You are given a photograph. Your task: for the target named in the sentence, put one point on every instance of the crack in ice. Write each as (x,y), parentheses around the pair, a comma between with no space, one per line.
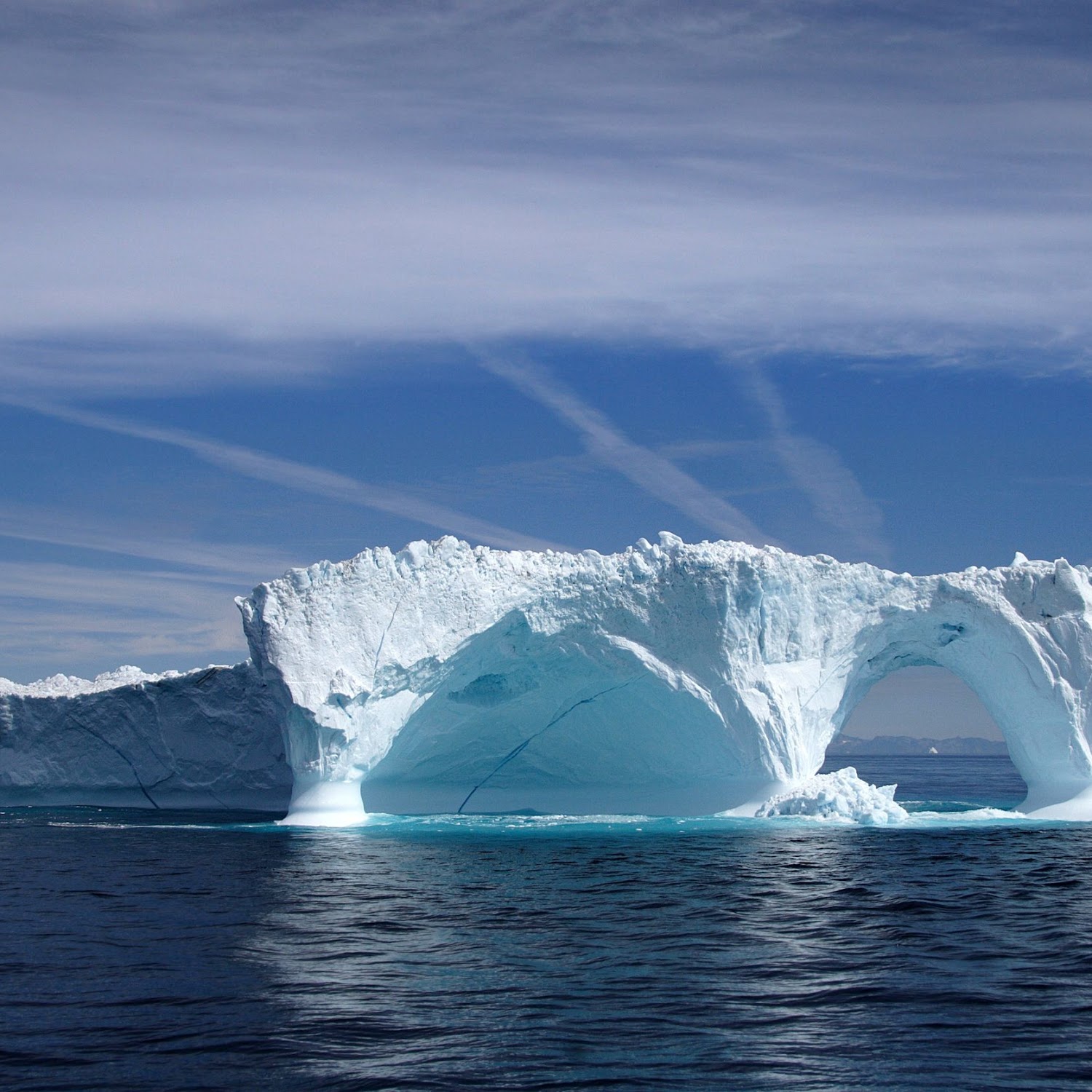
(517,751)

* * *

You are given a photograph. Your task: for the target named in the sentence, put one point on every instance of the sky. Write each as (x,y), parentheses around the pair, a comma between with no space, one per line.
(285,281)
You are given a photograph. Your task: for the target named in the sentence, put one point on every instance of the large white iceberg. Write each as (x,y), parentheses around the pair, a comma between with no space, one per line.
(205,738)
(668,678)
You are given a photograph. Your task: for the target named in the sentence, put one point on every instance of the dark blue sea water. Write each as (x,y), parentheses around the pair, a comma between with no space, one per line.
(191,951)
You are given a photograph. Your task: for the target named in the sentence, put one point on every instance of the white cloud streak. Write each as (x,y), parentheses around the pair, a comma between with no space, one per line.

* INSTRUCTIONS FOR THE TASK *
Count the lines above that contain the word "white", treating uppercase and lowercase as different, and reply with only the number.

* WRITTEN REPLY *
2